阅读材料 -
关键词提取---PyTextRank和Spacy的工作原理

计算岩土力学

2021年7月26日 13:58

1 引言

由于要写研究报告，因此这个暑期的大部分文章将会与自然语言处理相关。PyTextRank <PyTextRank---文本关键字(keywords)的自动取出>作为Spacy管道的扩展，用来处理基于图的自然语言处理，构筑知识图谱实践以及提取关键词短语和摘要。它的基本操作过程是首先使用Spacy提取文本的名词短语，然后对这些短语使用TextRank算法进行排序。这个笔记检查了PyTextRank和Spacy得出的结果，以决定在提取关键词这个环节上是否还需要独立使用Spacy，从而优化代码。测试使用的库文件和模型如下：

pytextrank V3.1.1

Spacy V3.0.6 (最新版本V3.1.1)

en_core_web_md (V3.0.0 7/23/2021)

en_core_web_lg (V3.0.0 7/23/2021)

关键词提取---PyTextRank和Spacy的工作原理的图1

2 文本准备

在这个测试中，使用了下面的文本，中文翻译仅作为参考，不参与运算。

任务要求 A - 原样摘录阅读材料中从“2021年7月26日 13:58”往下直到“Spacy V3.0.6 (最新版本V3.1.1)”为止的全部文字。

数据记录 -
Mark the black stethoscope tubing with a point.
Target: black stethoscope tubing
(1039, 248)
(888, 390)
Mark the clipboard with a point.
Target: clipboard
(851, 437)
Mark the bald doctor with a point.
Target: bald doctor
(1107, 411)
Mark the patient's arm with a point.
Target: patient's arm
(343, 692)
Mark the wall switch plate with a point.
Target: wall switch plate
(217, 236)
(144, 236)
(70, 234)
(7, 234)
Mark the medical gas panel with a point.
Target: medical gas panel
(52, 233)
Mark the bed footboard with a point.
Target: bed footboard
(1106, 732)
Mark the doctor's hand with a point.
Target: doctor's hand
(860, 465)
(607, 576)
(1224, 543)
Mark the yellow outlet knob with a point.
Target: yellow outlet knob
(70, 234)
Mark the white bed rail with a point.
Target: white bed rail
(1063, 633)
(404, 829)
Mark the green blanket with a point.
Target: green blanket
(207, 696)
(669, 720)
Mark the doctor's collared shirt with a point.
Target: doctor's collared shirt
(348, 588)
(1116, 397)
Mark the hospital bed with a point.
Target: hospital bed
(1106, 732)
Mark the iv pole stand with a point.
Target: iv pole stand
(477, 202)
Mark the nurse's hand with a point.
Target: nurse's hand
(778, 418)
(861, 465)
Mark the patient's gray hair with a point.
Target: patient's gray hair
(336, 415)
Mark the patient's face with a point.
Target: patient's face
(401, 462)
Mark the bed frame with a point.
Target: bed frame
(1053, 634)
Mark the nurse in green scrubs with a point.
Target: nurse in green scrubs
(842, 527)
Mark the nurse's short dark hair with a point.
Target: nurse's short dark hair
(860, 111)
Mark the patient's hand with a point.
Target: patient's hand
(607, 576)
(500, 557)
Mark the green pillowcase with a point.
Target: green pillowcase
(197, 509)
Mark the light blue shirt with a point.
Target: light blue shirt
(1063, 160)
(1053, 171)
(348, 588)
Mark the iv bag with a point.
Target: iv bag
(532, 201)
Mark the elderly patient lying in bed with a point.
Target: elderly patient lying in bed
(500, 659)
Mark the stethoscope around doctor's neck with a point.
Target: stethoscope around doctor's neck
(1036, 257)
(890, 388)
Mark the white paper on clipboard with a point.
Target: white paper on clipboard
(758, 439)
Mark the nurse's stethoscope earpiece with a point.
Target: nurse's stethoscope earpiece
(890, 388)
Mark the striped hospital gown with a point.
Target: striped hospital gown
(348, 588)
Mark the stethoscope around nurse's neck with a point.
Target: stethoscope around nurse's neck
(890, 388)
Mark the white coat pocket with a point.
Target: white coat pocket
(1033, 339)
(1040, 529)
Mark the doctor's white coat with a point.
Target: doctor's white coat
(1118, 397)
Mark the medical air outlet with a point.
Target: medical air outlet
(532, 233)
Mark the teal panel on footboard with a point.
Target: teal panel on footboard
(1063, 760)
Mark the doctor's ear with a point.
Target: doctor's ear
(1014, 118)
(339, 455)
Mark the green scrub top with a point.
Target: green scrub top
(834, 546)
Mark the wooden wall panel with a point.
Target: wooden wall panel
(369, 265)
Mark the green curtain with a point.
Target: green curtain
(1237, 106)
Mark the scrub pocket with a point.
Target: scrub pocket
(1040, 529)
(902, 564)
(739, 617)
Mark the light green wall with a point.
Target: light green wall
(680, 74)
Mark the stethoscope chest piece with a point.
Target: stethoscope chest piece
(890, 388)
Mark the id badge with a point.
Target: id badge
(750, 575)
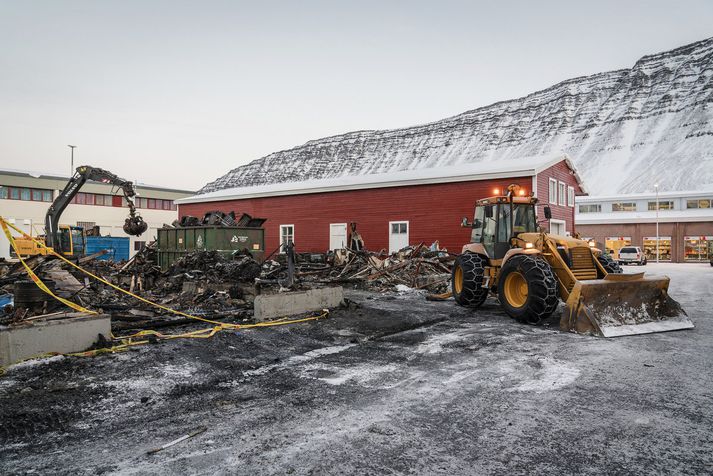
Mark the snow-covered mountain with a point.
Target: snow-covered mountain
(625, 130)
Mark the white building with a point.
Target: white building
(685, 223)
(25, 198)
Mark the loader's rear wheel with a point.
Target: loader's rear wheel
(609, 265)
(527, 289)
(467, 279)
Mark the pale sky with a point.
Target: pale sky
(176, 93)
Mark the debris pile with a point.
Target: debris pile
(206, 283)
(415, 266)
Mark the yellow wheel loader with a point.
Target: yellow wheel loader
(531, 271)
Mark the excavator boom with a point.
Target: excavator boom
(134, 224)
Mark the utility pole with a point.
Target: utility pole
(656, 186)
(71, 170)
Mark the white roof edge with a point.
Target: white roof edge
(462, 173)
(619, 221)
(646, 195)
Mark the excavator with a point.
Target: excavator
(530, 271)
(69, 240)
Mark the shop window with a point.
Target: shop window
(697, 248)
(562, 194)
(287, 234)
(663, 205)
(553, 191)
(593, 208)
(614, 243)
(664, 247)
(624, 207)
(704, 203)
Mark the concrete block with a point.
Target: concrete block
(270, 306)
(72, 334)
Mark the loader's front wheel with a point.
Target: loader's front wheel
(527, 289)
(467, 279)
(609, 265)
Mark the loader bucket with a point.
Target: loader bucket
(622, 304)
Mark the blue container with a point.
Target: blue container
(118, 247)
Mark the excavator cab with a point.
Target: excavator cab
(71, 241)
(493, 228)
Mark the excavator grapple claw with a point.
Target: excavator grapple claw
(135, 226)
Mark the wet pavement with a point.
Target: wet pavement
(397, 385)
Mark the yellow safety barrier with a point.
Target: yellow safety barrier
(32, 274)
(124, 342)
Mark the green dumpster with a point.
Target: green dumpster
(173, 243)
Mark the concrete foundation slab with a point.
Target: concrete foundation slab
(74, 333)
(270, 306)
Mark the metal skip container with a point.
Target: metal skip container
(173, 243)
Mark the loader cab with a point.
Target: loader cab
(71, 241)
(493, 226)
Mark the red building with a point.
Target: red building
(396, 209)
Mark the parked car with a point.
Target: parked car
(632, 255)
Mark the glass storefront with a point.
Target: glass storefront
(615, 243)
(664, 248)
(696, 248)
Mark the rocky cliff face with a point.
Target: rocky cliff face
(625, 130)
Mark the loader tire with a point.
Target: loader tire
(467, 279)
(609, 265)
(527, 289)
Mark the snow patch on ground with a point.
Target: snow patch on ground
(365, 375)
(35, 362)
(551, 375)
(435, 343)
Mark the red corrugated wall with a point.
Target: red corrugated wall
(433, 211)
(560, 172)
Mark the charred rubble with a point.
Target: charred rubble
(207, 283)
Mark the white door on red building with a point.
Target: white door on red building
(398, 235)
(337, 236)
(557, 227)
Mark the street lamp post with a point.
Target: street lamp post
(656, 186)
(71, 171)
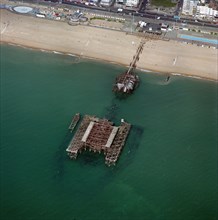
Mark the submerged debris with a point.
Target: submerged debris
(99, 135)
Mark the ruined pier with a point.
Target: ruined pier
(128, 81)
(99, 135)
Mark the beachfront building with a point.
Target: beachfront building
(106, 2)
(189, 7)
(132, 3)
(205, 11)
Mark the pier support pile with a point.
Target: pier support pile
(99, 135)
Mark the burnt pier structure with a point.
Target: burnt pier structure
(99, 135)
(128, 81)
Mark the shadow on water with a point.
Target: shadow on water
(61, 155)
(90, 158)
(130, 149)
(111, 112)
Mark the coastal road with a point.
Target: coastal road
(128, 13)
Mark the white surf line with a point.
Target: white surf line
(174, 62)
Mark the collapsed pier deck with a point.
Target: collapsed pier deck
(99, 135)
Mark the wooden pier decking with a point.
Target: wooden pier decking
(99, 135)
(74, 121)
(128, 81)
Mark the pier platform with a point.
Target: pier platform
(99, 135)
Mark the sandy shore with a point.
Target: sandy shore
(113, 46)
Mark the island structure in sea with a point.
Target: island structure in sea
(99, 135)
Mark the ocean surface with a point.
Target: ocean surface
(167, 169)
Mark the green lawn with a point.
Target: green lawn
(165, 3)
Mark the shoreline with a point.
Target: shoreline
(106, 61)
(172, 58)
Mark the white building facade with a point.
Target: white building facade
(189, 7)
(132, 3)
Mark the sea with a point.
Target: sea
(167, 169)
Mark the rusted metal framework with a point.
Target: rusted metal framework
(99, 135)
(128, 81)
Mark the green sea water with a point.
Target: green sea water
(167, 169)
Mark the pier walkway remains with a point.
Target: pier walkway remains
(99, 135)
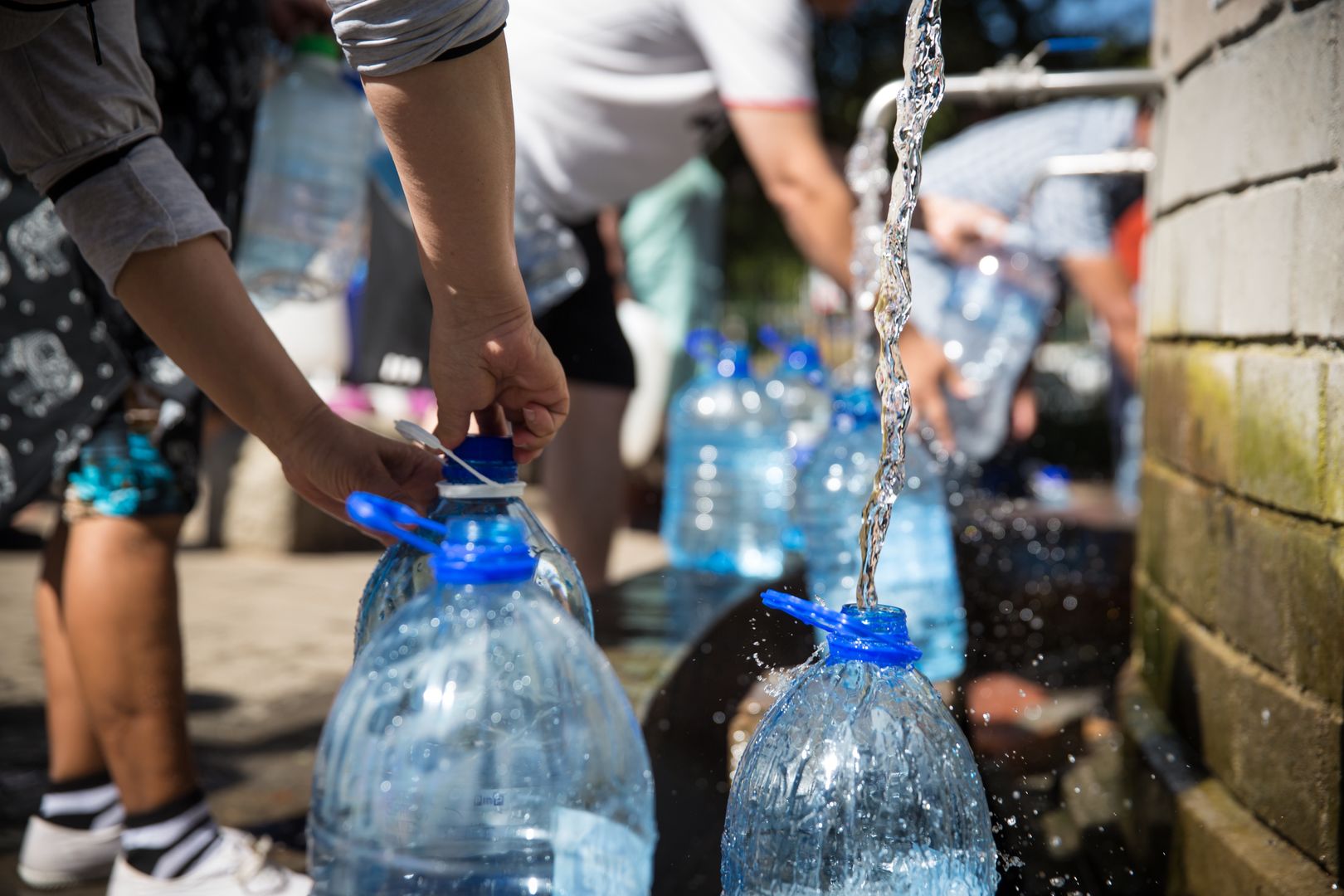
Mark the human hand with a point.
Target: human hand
(930, 375)
(290, 19)
(325, 458)
(500, 370)
(1025, 414)
(956, 225)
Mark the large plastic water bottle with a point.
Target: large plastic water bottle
(728, 479)
(305, 203)
(481, 743)
(918, 566)
(403, 570)
(800, 384)
(988, 324)
(858, 781)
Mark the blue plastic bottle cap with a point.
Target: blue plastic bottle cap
(802, 356)
(859, 405)
(492, 455)
(734, 362)
(483, 550)
(889, 644)
(877, 635)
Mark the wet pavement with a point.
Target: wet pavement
(269, 640)
(268, 644)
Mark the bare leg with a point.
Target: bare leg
(73, 748)
(119, 605)
(585, 480)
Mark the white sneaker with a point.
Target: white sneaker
(52, 856)
(236, 865)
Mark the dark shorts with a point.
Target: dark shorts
(583, 331)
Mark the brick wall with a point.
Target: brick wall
(1241, 574)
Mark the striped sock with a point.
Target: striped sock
(91, 802)
(168, 841)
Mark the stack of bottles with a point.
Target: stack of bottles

任务要求 B - 列出清单中所有含有字符串“block”的行，区分大小写。

参考解答 A -
2021年7月26日 13:58

1 引言

由于要写研究报告，因此这个暑期的大部分文章将会与自然语言处理相关。PyTextRank <PyTextRank---文本关键字(keywords)的自动取出>作为Spacy管道的扩展，用来处理基于图的自然语言处理，构筑知识图谱实践以及提取关键词短语和摘要。它的基本操作过程是首先使用Spacy提取文本的名词短语，然后对这些短语使用TextRank算法进行排序。这个笔记检查了PyTextRank和Spacy得出的结果，以决定在提取关键词这个环节上是否还需要独立使用Spacy，从而优化代码。测试使用的库文件和模型如下：

pytextrank V3.1.1

Spacy V3.0.6 (最新版本V3.1.1)

参考解答 B -
Mark the concrete block with a point.
Target: concrete block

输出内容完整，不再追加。